Required work:
Answer these questions from the text below on ancient Indian punishments.
(a) What fine was set for a kinsman who sold the owner's property?
(b) Where were prisons to be situated?
(c) How many main places of mutilation does the text list?

Fines imposed on relatives
If there is a connection between the offender and the victim, the fine could be lesser than if no connection exists. This connection could be one of four types: between master and servant, between people having mutual dealings, between people from the same village, or between kinsmen. "Thus if a kinsman sold the owner's property the former was only to be fined 600 panas, but if he was not a kinsman, nor had any excuse he would be guilty of theft.

Imprisonment
The main function of imprisonment, for ancient Indians, was deterrence. Prisons were to be situated near main roads where the offenders could easily be seen. The Dharmaśāstras do not lay out specific crimes for which imprisonment is required; moreover, the Dharmaśāstras do not state how long a prisoner should be kept. It was left to the King to decide who would be imprisoned and for how long. The people who received stolen property "had to be put in iron fetters, kept on a lean diet, and made to do manual labour for the King till their death." Brahmins could be sent to prison if one had committed a crime that required mutilation; however, the Brahmin would not be forced to perform manual labor. The Brahmin could be made to do menial labors instead such as cleaning dirty dishes.

Mutilation
Mutilation of body parts is a remnant of the ancient Hindu punishment. It was used when an offender caused injuries to the victim. Mutilation was seen most typically as a punishment in cases of theft, robbery, and adultery as a way of making the criminal an example to the public because the mutilated body was a horrifying sight. Typically, whatever limb was used by the person of the lower caste to hurt a man of a higher caste would be cut off. Mutilation was also used to deter the offender from repeating the crime. Therefore, by cutting off the limb that was used to commit a crime, for example, stealing cows belonging to a Brahmin resulted in the offender losing half his feet, the offender would physically be unable to commit such crimes again. Lastly, there were eight main places of mutilation: the organ, the belly, the tongue, the hands, the feet, the eye, the nose, and the ears.

Data shown:
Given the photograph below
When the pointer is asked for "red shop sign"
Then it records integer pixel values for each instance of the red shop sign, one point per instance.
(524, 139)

Answer for this exercise:
(a) 600 panas.
(b) Near main roads, where the offenders could easily be seen.
(c) Eight.